INSTRUCTIONS FOR THE TASK |
Copy the lines below word for word, leaving out the pictures.

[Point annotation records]
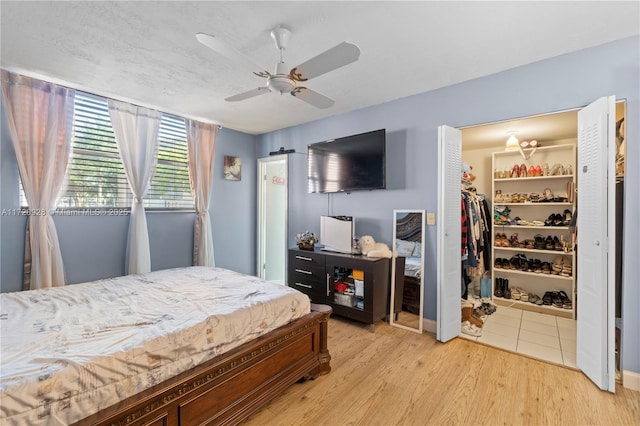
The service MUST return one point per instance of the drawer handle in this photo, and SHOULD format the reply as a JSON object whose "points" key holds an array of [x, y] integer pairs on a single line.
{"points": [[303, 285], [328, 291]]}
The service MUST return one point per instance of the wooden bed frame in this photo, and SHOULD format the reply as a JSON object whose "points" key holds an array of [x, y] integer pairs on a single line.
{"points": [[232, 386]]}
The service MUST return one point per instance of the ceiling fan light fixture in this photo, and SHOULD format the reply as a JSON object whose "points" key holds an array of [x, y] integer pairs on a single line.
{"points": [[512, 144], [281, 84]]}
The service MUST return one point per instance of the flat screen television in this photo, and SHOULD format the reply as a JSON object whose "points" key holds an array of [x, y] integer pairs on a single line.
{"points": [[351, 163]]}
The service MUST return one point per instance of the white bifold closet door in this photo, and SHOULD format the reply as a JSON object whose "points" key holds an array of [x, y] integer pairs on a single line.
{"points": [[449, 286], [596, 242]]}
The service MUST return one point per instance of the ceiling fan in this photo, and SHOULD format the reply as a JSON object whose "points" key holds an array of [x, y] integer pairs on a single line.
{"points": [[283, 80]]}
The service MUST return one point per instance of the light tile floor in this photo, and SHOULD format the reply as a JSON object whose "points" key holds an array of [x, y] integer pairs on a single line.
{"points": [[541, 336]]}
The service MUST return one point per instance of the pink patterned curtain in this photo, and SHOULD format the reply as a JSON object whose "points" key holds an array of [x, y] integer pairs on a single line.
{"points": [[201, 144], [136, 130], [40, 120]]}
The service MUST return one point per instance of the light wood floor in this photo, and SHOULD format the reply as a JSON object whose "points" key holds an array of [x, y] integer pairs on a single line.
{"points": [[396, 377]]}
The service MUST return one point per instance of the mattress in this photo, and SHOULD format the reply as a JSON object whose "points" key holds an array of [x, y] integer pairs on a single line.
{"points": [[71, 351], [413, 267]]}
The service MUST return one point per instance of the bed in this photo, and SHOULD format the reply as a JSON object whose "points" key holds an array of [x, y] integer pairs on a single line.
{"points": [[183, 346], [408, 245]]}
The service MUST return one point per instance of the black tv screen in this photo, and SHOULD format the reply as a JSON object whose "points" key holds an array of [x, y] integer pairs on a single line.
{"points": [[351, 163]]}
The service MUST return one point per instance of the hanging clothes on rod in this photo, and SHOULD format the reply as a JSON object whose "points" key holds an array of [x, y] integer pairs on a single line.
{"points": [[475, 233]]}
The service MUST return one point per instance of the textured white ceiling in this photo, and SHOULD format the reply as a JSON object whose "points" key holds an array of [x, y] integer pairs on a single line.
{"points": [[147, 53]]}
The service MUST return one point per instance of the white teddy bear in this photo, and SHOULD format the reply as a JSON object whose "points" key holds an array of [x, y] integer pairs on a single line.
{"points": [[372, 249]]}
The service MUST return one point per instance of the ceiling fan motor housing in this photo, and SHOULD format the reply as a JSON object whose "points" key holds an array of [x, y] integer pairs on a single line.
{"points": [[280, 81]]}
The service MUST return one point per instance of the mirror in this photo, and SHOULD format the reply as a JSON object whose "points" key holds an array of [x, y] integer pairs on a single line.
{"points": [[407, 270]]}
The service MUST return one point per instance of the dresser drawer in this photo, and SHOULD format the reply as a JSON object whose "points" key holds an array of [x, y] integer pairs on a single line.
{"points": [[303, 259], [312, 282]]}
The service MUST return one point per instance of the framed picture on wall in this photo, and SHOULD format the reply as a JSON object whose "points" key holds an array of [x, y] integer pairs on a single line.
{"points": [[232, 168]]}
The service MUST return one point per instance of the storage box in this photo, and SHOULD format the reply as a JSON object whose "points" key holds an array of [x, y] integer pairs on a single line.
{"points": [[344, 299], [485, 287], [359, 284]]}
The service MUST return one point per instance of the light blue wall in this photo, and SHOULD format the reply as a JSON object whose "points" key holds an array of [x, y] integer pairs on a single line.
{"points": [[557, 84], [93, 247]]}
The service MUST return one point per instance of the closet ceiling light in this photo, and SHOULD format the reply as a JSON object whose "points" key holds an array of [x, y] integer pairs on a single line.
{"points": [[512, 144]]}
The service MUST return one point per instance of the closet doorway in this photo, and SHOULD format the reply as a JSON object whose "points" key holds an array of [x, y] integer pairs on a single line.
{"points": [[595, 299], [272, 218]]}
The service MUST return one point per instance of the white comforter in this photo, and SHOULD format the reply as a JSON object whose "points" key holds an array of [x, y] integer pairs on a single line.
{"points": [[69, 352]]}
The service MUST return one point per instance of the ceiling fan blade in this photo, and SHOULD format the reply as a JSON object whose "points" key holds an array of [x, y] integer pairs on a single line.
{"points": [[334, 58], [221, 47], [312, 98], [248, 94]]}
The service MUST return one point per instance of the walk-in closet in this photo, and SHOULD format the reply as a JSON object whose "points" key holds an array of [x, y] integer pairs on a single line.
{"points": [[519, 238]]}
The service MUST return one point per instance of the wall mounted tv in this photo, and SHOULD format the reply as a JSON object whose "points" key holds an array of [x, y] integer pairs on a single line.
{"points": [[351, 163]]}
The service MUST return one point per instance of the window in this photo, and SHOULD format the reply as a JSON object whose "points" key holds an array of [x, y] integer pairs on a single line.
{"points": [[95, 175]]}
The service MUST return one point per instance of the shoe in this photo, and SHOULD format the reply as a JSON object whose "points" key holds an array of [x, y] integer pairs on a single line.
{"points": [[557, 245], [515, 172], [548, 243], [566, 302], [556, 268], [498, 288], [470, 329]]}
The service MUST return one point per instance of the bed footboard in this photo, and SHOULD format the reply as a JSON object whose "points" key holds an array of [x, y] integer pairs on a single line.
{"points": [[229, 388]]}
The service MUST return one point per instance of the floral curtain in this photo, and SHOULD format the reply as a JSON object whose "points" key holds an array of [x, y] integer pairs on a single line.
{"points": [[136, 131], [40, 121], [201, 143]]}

IN RESPONSE |
The service MUST return one point per instance of the drawer handle in this photo, and SHOULD format the reply as a JSON object whose "points" key holds an array of [x, y] integer pairs on a single line.
{"points": [[303, 285], [328, 291]]}
The service MUST return one point per instance of the wooden bed frame in this photo, and SHOULD format the reply as a JSON object whose "points" key holds an array of [x, y] integer pairs on a single line.
{"points": [[232, 386]]}
The service MUST return one point per instance of the ceiling fan light fixture in this photo, and SHOULD format the reply as a JSON object whose "points" key holds an array of [x, y] integer pairs on a single line.
{"points": [[512, 144], [281, 84]]}
The service MUST return one point per instance of the flat screen television in this photo, and SHOULD format the reply as a JSON object whose "points" key holds an array of [x, y] integer pairs on a single line.
{"points": [[351, 163]]}
The service MUST return one point per instance of the white bifold closet door in this photo, and SHOULD format the reply as a JSON object whose "points" key holds an array of [x, y] integer pairs on a single line.
{"points": [[449, 286], [596, 242]]}
The service MUST return one point per instance of the ceiling fan in this photo, and SHOULD format the reply as a JSON object whose "points" key holds an array of [x, y] integer pairs on a single line.
{"points": [[283, 80]]}
The service MUST return one point per instance of the light tile floor in this photo, and SHOULD format the reply as a JSON object whose "points" key holds an array of [x, y] integer pairs on a single line.
{"points": [[541, 336]]}
The service MUST return one point per instance of the pink patterned curtain in this photo, and SHOULD format the reply as a JSON object whose "points" key holds an array of [x, y] integer pairs on a single line.
{"points": [[201, 144], [136, 130], [40, 120]]}
The service MUST return one point per instance of the light wood floor in this photo, and SHOULD format the reply as a JSON object whose "points" key holds an array of [x, y] integer pairs on a single line.
{"points": [[396, 377]]}
The service MUST return one point per instance of the mattress in this photo, and SHOULD format the reply as a JSON object whose "points" key holds an array of [x, y] integer pairs on a single line.
{"points": [[71, 351], [413, 267]]}
The service MUST return one point per instance of the bed in this photo, and SHOULD format the reply as a JSON object whose "points" key holds an array of [x, y] integer pairs on a single line.
{"points": [[183, 346], [408, 245]]}
The service MUST return one point per instance of the black tv screen in this photo, and SHOULD format the reply as a JSON object whose "points" key holds an array of [x, y] integer pairs on a single line.
{"points": [[351, 163]]}
The service MUST return one point per instance of the hanging clothes on rod in this photo, and SHOULD format the reply as a JSON object whose "points" key holds an array of [x, y] integer pairs on a single line.
{"points": [[475, 233]]}
The service MUST return one point per instance of the textured white ceiling in this photo, and SHOULD format the reply as a JSON object whose "points" key holds an array of [x, y] integer pairs on a single line.
{"points": [[147, 53]]}
The service MUST return one point per instance of the white teddy bear in this photo, and SHOULD format the reply as a JSON object whose "points" key holds an array of [x, y] integer pairs on a single line.
{"points": [[372, 249]]}
The service MUST return one point per instance of the ceiling fan motor housing in this photo, and SHOULD format the reply as a JSON object whose "points" key holds an array of [x, y] integer pairs on a single line.
{"points": [[280, 81]]}
The service MUST return one point per instance of the mirror in this photo, and SHOULD format the reply as a JSON object whose "points" key holds an array of [x, y] integer pairs on a single line.
{"points": [[407, 270]]}
The service MUST return one point per instance of the dresser drawer in this photo, and SHOULD format the reply as a JSON object whose "points" key holds an array of [x, y] integer pairs on a single line.
{"points": [[303, 259], [312, 282]]}
The service MUST return one point per instance of the framed picture on wall in this photo, and SHOULD format the reply as a JSON object whose "points" key holds an array of [x, y] integer pairs on a single line.
{"points": [[232, 168]]}
The service MUST return one point per instance of the storage box in this photo, and SHOULD format the reply as a JSON object whose "points" key holds an array of [x, y] integer pairs on a single line.
{"points": [[344, 299], [485, 287], [359, 284]]}
The service MUST return one point per instance of the light blue wall in this photo, and SHOULD format the reply as a JSON object whose "points" key holds an array of [x, y] integer pairs on a single line.
{"points": [[557, 84], [93, 247]]}
The service MUST return one point per instance of the closet ceiling light in this photo, and SHOULD format the reply as a JSON object whose "points" key holds an array of [x, y] integer pairs on a single line.
{"points": [[512, 144]]}
The service MUST return one point per instance of the closet doorway in this photo, and SHOULD format the reply as a JSON object whose "points" key holds an array of [x, y] integer pairs on a single line.
{"points": [[595, 299], [272, 218]]}
The service MUST return one point per instance of the white comforter in this photo, and SHOULD format the reply as a JSON object whose "points" key holds an array of [x, y] integer pairs on a single line.
{"points": [[69, 352]]}
The service MUST return one point per instance of the ceiling fan blade in this photo, and SHOULD format the reply as a JSON object whose "points" key holds an array of [x, y] integer pairs on a single line.
{"points": [[334, 58], [221, 47], [312, 98], [248, 94]]}
The service MUST return one point per instance of the walk-in closet in this photo, and SHOULD format the reply as a JSON object whose "points" key holds an array of [x, y] integer pairs on a single line.
{"points": [[519, 238]]}
The service MUST return one point per instance of the wall mounted tv in this photo, and SHOULD format the reply as a JSON object whose "points" key holds an array of [x, y] integer pairs on a single line.
{"points": [[351, 163]]}
The service MUST return one point per instance of the window in this photo, and SHOULD format the reply as a JSON object whose "points" key holds an array of [x, y] integer pairs on a single line.
{"points": [[95, 175]]}
The service MUST return one point per instance of the shoe in this photo, and SHOULD format the reply as a JSON object whose "points" key holds an array of [x, y] integer pairs on a single line.
{"points": [[557, 245], [515, 172], [548, 243], [566, 302], [556, 268], [498, 288], [470, 329]]}
The service MUST return one point per instance of the bed footboard in this photo, and SHOULD format the reply as a JSON object whose "points" key holds an array of [x, y] integer pairs on a single line.
{"points": [[229, 388]]}
The service MUST return one point per instance of the floral curtain in this photo, and SHOULD format the reply as a JSON object whose "points" key holds an array of [x, y] integer pairs on a single line.
{"points": [[136, 131], [40, 121], [201, 143]]}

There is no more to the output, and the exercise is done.